## Source extract
==================================================
More recently, Weiss et al. (2013) reported a prospective, large library virtual screen of 3.4 million molecules, yielding four full agonists and two partial agonists. The exploration of features that confer selectivity to the designed compounds has also been investigated by Xing et al. (2009). The authors developed a selective pharmacophore model based on a series of selective β2AR agonists, presenting the first study using a ligand-based computational approach to generate specific three-dimensional pharmacophore hypotheses for the β2AR from its selective agonists. The best pharmacophore hypothesis consisted of five chemical features (one hydrogen-bond acceptor, one hydrogen-bond donor, two ring aromatic, and one positive ionizable feature). The result was in accordance with the reported interactions between the β2AR and agonists. Interestingly, the pharmacophore hypothesis can perfectly differentiate β2-agonists from β1-agonists, providing a valuable tool for virtual screening to find selective compounds against β2AR.

Endothelin receptors

In mammals, endothelins (ETs) are potent regulators of vessel functions involved in the pathophysiology of cancer, congestive heart failure, cardiovascular, proteinuria, and glomerulosclerosis. These peptides (ET1-3) exert their biological effects via activation of four ET receptors, ETA, ETB1, ETB2, and ETC. Activation of the ETA receptor is associated with pronounced vasoconstriction whereas ETB receptor occupation is linked to vasodilation. In addition, other subtypes of the ETB receptor exist, one mediating vasodilation (ETB1) and the other eliciting constriction (ETB2). An additional receptor subtype, ETC, has been identified although its physiological significance is uncertain (Pollock et al., 1995)

Funk et al. (2004) applied a pharmacophore model of endothelin-A (ETA) selective receptor antagonists for screening a chemical database and identified two structurally novel lead compounds with satisfactory affinity for ETA receptor.

Angiotensin receptors

Angiotensins are oligopeptides that exert their biological actions through the binding to specific angiotensin receptors (AT1, AT2, AT3, and AT4 receptors). It has been demonstrated that these receptors could be targeted for developing novel effective drugs for the treatment of hypertension, cardiovascular disorders, diabetic nephropathy, atherosclerosis (Goodfriend et al., 1996).

A series of symmetrically bis-substituted imidazole analogs has been designed based on docking studies, utilizing for the first time an extra hydrophobic binding cleft of the modeled AT1 receptor (Agelis et al., 2013). Four of the synthesized compounds showed high binding affinity to the AT1 receptor and high antagonistic activity (potency) similar or even superior to that of Losartan.
==================================================
## Records
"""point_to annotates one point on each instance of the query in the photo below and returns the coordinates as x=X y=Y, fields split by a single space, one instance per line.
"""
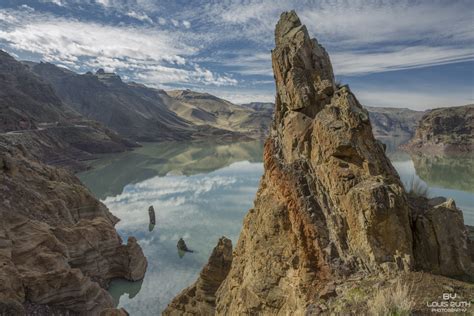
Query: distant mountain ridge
x=445 y=131
x=142 y=113
x=386 y=122
x=34 y=118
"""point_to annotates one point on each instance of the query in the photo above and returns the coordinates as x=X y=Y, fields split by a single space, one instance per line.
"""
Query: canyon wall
x=330 y=206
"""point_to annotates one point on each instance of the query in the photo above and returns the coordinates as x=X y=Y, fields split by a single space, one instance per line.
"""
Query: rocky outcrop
x=199 y=298
x=445 y=131
x=154 y=116
x=393 y=122
x=32 y=116
x=58 y=245
x=330 y=205
x=206 y=109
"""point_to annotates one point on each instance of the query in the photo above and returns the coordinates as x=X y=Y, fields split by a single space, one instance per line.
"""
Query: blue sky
x=416 y=54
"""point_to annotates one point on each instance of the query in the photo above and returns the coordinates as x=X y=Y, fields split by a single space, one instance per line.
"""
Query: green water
x=201 y=191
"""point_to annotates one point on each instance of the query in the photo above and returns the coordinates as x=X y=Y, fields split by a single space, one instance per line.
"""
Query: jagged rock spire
x=303 y=71
x=330 y=204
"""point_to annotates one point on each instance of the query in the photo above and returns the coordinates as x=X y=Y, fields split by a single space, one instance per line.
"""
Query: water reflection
x=205 y=197
x=119 y=288
x=201 y=192
x=113 y=172
x=446 y=172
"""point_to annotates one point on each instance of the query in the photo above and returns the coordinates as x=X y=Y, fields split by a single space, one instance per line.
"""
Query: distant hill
x=146 y=114
x=386 y=122
x=260 y=106
x=34 y=118
x=445 y=131
x=400 y=122
x=204 y=108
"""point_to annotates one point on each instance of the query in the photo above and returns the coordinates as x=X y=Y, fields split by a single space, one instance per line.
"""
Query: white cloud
x=175 y=22
x=162 y=21
x=187 y=24
x=140 y=16
x=397 y=58
x=156 y=56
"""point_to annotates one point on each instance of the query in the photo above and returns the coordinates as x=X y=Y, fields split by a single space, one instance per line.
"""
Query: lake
x=202 y=191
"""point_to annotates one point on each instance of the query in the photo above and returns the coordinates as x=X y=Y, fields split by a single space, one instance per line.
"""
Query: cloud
x=187 y=24
x=140 y=16
x=155 y=56
x=227 y=44
x=397 y=58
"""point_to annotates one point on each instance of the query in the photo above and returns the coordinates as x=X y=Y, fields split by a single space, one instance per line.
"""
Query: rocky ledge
x=331 y=214
x=58 y=245
x=445 y=131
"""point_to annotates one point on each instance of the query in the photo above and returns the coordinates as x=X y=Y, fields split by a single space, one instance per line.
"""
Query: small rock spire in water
x=151 y=213
x=182 y=245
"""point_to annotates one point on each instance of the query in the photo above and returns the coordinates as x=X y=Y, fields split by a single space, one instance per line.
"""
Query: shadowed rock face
x=32 y=116
x=445 y=131
x=330 y=204
x=58 y=245
x=199 y=298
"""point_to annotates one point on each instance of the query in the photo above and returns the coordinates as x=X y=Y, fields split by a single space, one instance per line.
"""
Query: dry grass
x=394 y=301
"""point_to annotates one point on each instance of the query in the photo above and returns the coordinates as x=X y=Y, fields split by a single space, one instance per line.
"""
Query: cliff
x=32 y=116
x=445 y=131
x=398 y=122
x=58 y=245
x=331 y=214
x=141 y=113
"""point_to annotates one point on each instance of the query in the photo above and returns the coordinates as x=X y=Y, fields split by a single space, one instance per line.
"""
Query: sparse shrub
x=392 y=301
x=417 y=187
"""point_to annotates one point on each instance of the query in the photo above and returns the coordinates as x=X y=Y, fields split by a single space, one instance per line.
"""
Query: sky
x=415 y=54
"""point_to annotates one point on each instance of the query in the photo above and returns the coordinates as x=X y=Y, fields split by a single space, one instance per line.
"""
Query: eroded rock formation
x=200 y=298
x=445 y=131
x=330 y=205
x=58 y=245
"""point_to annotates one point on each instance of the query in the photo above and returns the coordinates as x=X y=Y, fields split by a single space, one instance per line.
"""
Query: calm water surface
x=201 y=192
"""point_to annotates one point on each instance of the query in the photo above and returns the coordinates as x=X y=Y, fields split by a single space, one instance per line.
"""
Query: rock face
x=32 y=116
x=205 y=109
x=393 y=122
x=146 y=114
x=199 y=298
x=330 y=204
x=58 y=245
x=445 y=131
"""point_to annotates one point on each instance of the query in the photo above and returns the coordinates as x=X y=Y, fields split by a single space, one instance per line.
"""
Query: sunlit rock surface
==================================================
## Task description
Reproduce everything in the passage on receptor drug design from "A series of symmetrically" down to "that of Losartan.".

## Written solution
A series of symmetrically bis-substituted imidazole analogs has been designed based on docking studies, utilizing for the first time an extra hydrophobic binding cleft of the modeled AT1 receptor (Agelis et al., 2013). Four of the synthesized compounds showed high binding affinity to the AT1 receptor and high antagonistic activity (potency) similar or even superior to that of Losartan.